• INSTRUCTIONS TO FOLLOW
Write out the rows from the line containing "mark: the man in" through the end of the rows, requests included. Multiply every x and y coordinate in the answers by 1.35 and round to whole numbers, with halves going up, but leave the numbers in the requests and their format samples unchanged.

• RECORDS
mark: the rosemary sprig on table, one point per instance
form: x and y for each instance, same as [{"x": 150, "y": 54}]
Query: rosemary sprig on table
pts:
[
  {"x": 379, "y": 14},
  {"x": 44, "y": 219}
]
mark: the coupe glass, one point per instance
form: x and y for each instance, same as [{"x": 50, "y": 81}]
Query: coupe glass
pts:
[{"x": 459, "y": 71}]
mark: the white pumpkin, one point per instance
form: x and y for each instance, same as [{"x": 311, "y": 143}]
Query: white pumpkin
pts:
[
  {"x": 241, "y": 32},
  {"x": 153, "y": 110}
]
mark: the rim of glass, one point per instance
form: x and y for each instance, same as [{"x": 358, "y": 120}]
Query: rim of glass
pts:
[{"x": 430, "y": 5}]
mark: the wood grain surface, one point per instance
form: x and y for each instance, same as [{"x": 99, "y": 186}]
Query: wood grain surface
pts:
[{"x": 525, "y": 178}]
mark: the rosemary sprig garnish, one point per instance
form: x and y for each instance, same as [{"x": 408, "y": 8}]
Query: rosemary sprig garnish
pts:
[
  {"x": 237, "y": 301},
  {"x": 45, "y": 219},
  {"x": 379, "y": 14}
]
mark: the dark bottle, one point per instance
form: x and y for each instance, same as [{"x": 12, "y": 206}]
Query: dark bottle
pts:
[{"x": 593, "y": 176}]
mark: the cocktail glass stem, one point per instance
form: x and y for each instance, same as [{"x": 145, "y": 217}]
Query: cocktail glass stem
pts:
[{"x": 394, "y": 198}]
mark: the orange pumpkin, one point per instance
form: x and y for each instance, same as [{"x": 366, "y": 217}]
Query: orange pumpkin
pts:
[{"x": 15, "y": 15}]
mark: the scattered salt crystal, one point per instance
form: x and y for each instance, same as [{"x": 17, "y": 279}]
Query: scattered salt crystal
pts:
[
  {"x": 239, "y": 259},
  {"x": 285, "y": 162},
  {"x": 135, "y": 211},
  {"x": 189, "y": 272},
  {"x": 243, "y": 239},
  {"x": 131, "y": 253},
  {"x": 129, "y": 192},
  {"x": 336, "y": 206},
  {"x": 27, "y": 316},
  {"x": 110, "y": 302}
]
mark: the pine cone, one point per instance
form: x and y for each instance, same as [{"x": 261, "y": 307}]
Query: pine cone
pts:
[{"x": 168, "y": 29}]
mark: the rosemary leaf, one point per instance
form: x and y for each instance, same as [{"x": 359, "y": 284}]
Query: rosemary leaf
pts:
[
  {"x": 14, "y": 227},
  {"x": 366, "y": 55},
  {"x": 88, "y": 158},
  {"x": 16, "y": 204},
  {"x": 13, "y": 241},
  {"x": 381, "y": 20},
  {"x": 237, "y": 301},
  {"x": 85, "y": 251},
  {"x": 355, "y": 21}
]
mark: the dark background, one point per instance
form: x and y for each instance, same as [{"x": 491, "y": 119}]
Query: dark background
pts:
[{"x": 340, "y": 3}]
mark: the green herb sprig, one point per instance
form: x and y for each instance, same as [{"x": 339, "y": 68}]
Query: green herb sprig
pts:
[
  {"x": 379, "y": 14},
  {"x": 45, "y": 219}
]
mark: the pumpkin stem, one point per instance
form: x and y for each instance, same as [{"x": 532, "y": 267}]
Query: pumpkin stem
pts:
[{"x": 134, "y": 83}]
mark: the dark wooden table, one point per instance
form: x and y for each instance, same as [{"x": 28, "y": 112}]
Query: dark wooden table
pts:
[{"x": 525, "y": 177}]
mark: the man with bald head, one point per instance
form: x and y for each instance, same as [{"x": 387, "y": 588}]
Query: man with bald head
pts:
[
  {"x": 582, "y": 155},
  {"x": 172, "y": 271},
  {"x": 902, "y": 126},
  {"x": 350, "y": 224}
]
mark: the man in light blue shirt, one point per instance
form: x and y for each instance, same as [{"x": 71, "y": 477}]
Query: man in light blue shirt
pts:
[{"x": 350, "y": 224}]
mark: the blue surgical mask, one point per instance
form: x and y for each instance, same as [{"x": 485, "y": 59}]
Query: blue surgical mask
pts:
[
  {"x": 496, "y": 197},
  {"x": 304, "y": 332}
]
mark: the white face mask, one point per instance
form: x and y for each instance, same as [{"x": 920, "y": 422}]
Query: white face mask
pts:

• WRITTEN RESPONSE
mark: the man in light blue shirt, one point per instance
form: x and y for each instance, same as [{"x": 71, "y": 477}]
Query: man in light blue shirt
pts:
[{"x": 473, "y": 302}]
mark: the blue surgical mask, one point per instance
form: x and y for each instance, same as [{"x": 485, "y": 59}]
Query: blue surgical mask
pts:
[
  {"x": 670, "y": 266},
  {"x": 410, "y": 448}
]
mark: the white face mask, one point per instance
form: x and y for each instance, same as [{"x": 920, "y": 422}]
Query: white face mask
pts:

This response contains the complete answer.